Task instructions: Please reproduce the data below exactly, from the first line through the line containing "object | white mailbox lid", and leave every later line out.

Records drawn from a dataset
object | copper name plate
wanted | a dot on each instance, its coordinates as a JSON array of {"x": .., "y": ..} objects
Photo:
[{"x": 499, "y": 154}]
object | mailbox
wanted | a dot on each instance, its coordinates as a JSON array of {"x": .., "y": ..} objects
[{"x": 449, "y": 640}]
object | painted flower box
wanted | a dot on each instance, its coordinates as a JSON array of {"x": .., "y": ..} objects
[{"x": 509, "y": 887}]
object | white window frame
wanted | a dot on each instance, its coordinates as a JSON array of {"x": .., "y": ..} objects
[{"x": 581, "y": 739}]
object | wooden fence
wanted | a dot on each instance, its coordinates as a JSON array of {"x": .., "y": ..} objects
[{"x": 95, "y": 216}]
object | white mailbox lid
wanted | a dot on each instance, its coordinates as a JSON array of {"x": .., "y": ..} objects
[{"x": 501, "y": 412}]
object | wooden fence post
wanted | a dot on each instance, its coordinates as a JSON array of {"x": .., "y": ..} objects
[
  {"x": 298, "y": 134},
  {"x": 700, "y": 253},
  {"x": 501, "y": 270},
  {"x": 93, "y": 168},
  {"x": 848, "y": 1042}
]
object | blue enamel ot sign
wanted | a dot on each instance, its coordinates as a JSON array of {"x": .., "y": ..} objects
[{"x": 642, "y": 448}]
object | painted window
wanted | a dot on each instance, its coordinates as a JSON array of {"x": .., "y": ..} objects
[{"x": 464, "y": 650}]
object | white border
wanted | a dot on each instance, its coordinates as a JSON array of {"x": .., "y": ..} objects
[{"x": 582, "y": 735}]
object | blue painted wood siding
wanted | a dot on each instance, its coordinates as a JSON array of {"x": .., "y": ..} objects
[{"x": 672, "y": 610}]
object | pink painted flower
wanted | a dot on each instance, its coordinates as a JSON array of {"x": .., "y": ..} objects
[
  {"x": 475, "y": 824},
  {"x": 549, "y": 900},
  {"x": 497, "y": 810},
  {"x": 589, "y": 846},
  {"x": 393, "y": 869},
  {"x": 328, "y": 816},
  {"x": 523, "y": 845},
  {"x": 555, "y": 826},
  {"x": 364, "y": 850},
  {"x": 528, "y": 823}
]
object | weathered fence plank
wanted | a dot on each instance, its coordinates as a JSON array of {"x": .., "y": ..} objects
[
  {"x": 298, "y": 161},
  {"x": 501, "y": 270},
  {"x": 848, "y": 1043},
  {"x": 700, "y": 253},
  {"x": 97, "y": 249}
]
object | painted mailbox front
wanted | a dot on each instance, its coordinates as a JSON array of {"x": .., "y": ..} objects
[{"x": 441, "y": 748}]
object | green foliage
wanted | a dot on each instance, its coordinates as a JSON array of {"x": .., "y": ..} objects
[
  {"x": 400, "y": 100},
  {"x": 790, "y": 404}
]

Written solution:
object | copper name plate
wanted | a dot on each instance, its coordinates as a JSON array of {"x": .., "y": ..} objects
Photo:
[{"x": 499, "y": 154}]
object | mailbox
wanted | a dot on each instance, its coordinates as a JSON array of {"x": .., "y": ..} objects
[{"x": 449, "y": 640}]
object | painted flower box
wanted | a dot on each instance, its coordinates as a JSON array of {"x": .., "y": ..} objects
[{"x": 509, "y": 887}]
object | white window frame
wanted | a dot on each instance, its coordinates as a JSON array of {"x": .., "y": ..} objects
[{"x": 581, "y": 739}]
object | wooden fence
wanted | a dot on each instance, its coordinates as a JSON array of {"x": .., "y": ..} objects
[{"x": 95, "y": 216}]
object | white mailbox lid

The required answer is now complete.